Text provided:
╔══

Vertical Corrections to Lens Profiles using Lightroom

Andrew Beck All Authors, Andrew Leave a Comment

Photographing with wide-angle lenses is not always as easy as it may first seem. For one, you need to think a lot more about composition when you are capturing such a wide field of view, you need to be aware of any potential obstructions and distractions as well. But even once you have gone through the usual checklist and tripped the shutter there are a number of things that you need to take into consideration in post processing too.

The other day when I was processing images from my recent trip to Kenya and the Masai Mara I came across this RAW image:

Original Import

I remember the sighting so well and I remember composing in a manner which eliminated some distracting elements to the left of frame and to include some space for the giraffe on the right to look into. Now you will be forgiven for wondering if we experienced gale force winds on the plains of the Mara when you look at the giraffe on the right of frame. See how he looks like he’s about to keel over?

Well that’s the result of the distortion that many wide-angle lenses have on the periphery of the frame.

No problem though, Lightroom has a panel titled “Lens Corrections” and all you need to do is check a box and the lens profile (a Canon 16 – 35mm f/2.8 USM in this case)  will be loaded and the image distortion corrected. Here’s how Lightroom corrected this particular image:

Lens-Correction

There is a definite change in the distortion of the image and a noticeable difference in the vignette on the fringes of the frame but our Giraffe still looks a little bit lob-sided  Moving from the “Profile” tab in the Lens Corrections menu to the “Manual” tab we are now presented with a number of options to manually correct distortion in the image.

Before we move any further I need to say that Lightroom does a damn good job of correcting the distortion 90% of the time – especially when the subject is in the middle of the frame (where any distortion is minimal), but there are extreme circumstances like this where you may need to dive a bit deeper.

╚══

Given task: Quote the Lightroom lens correction text word for word, starting at "I remember the sighting so" and ending at "of the frame.". The data after this text comes from a separate source.

Dataset records:

╔══

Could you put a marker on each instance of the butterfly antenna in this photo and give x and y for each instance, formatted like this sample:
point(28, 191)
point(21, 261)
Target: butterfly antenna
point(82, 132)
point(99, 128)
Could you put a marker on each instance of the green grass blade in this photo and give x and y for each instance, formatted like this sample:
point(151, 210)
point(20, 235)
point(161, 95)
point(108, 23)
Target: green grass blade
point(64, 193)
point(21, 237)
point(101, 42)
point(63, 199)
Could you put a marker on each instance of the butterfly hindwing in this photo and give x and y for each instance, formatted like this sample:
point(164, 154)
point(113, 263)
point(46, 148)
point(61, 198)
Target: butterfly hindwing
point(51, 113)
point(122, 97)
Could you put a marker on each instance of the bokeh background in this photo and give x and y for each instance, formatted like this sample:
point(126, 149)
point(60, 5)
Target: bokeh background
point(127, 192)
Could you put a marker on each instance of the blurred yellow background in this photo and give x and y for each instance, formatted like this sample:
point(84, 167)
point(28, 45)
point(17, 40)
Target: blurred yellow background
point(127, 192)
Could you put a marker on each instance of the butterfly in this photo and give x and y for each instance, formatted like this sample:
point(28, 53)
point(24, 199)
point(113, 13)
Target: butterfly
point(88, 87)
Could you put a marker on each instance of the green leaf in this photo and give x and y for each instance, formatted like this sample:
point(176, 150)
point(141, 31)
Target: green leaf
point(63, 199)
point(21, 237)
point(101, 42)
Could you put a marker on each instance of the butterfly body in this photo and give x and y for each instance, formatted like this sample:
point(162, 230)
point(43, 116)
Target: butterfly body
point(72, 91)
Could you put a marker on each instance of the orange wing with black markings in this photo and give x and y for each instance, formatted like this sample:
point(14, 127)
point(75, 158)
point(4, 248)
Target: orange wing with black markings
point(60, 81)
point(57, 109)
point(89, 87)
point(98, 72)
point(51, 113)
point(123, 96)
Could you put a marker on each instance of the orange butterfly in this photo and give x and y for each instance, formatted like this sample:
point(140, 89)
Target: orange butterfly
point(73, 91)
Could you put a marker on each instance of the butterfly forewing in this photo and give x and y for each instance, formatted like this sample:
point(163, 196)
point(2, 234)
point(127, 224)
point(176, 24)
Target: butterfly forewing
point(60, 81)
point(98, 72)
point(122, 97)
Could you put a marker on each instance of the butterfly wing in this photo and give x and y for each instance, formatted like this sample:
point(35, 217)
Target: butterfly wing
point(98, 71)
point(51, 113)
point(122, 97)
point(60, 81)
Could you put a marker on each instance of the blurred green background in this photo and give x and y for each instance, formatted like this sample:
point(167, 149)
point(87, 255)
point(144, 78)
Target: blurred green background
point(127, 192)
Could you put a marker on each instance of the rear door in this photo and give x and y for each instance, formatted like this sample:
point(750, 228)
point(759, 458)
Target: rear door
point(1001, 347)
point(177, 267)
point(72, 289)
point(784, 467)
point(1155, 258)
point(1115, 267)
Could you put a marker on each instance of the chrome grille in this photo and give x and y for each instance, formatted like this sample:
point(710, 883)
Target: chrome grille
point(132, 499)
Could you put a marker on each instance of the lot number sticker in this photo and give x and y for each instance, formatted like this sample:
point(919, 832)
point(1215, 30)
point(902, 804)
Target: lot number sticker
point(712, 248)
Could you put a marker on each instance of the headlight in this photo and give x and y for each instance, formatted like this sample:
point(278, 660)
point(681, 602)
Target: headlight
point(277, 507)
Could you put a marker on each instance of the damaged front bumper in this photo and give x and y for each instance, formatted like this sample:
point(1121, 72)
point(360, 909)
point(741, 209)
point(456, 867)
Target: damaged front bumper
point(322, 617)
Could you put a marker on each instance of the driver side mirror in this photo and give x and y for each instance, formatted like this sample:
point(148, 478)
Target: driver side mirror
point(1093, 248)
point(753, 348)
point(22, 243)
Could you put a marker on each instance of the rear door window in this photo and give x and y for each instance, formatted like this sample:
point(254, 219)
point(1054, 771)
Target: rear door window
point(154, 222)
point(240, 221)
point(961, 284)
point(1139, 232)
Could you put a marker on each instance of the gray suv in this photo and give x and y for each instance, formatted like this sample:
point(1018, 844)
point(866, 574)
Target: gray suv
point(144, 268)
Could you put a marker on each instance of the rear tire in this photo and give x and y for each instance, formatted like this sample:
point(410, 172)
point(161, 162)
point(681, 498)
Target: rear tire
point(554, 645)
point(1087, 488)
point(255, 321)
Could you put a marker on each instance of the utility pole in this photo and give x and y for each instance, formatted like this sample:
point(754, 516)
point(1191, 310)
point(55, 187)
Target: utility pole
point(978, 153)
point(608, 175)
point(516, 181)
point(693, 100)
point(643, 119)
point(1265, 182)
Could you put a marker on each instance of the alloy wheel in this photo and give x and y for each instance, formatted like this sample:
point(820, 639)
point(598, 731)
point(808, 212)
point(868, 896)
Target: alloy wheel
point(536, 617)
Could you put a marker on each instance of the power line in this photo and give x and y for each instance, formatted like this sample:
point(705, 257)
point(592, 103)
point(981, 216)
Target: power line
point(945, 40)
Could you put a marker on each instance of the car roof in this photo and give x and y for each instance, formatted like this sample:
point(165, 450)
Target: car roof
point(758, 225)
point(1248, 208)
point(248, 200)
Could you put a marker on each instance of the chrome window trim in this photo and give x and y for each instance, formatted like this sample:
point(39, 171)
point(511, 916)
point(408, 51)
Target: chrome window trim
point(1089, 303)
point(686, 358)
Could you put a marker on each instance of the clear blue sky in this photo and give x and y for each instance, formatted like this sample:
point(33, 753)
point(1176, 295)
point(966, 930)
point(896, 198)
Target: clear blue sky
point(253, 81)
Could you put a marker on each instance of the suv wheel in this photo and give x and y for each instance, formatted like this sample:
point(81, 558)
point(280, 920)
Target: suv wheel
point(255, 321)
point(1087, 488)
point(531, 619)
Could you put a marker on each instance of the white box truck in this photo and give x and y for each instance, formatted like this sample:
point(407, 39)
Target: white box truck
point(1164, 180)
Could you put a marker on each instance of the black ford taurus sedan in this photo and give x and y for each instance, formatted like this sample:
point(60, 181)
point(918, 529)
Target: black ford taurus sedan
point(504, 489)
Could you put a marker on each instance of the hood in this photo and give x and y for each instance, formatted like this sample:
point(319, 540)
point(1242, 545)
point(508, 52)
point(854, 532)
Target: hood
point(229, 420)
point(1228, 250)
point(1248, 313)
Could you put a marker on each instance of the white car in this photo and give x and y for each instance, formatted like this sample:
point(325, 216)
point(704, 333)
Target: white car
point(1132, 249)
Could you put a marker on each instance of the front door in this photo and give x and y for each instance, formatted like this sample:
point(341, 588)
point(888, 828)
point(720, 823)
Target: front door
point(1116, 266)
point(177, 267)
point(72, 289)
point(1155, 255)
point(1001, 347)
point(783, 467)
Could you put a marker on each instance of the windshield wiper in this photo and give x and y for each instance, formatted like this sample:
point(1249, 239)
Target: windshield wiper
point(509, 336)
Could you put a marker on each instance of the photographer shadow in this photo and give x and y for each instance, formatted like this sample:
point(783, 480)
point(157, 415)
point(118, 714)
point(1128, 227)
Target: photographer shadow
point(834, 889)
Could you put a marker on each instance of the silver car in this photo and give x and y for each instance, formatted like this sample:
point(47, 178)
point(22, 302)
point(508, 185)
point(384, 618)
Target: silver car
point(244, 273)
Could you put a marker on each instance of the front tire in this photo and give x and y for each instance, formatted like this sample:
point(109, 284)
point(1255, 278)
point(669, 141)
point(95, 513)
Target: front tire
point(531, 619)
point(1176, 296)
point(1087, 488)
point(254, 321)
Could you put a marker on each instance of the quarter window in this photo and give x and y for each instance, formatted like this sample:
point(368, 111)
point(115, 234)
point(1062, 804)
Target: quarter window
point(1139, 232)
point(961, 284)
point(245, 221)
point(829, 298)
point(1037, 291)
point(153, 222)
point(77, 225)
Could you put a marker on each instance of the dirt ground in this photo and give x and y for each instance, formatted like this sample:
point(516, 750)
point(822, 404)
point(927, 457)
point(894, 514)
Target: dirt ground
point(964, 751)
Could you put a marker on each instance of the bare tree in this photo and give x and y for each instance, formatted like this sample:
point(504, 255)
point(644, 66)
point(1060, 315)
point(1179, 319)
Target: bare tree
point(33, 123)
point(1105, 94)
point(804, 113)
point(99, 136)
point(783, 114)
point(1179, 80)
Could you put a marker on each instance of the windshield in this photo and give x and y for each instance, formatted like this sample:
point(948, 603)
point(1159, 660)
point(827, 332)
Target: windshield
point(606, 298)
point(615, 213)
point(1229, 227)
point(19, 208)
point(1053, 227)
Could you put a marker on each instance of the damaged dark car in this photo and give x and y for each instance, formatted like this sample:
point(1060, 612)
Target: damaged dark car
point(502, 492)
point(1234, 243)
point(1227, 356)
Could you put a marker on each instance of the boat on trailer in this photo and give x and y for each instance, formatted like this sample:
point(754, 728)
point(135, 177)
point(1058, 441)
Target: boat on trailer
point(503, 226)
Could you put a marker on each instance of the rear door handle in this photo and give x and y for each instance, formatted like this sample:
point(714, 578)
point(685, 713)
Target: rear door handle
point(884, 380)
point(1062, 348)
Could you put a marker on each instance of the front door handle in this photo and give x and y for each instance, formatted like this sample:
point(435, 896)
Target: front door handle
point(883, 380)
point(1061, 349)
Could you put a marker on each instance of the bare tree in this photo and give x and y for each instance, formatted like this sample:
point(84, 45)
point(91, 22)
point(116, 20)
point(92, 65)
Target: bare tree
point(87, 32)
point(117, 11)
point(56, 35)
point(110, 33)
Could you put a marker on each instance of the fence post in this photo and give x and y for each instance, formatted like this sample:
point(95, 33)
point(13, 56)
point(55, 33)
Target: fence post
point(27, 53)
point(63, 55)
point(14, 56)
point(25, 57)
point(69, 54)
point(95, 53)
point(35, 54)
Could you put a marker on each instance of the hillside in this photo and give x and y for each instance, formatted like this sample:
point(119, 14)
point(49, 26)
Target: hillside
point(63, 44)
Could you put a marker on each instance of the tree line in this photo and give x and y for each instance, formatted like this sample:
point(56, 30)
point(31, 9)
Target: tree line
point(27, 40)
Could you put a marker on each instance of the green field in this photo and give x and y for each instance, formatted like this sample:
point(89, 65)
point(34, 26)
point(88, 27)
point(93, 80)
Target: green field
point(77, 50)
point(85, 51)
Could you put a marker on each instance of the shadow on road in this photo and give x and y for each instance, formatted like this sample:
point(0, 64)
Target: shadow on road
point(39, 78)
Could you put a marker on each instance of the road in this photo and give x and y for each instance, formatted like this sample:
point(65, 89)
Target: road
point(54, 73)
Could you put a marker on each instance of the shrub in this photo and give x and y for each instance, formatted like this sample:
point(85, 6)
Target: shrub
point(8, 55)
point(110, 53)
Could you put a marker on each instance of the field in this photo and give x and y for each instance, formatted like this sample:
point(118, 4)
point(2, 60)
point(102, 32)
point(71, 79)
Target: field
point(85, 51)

╚══

Output for this task:
I remember the sighting so well and I remember composing in a manner which eliminated some distracting elements to the left of frame and to include some space for the giraffe on the right to look into. Now you will be forgiven for wondering if we experienced gale force winds on the plains of the Mara when you look at the giraffe on the right of frame. See how he looks like he’s about to keel over?

Well that’s the result of the distortion that many wide-angle lenses have on the periphery of the frame.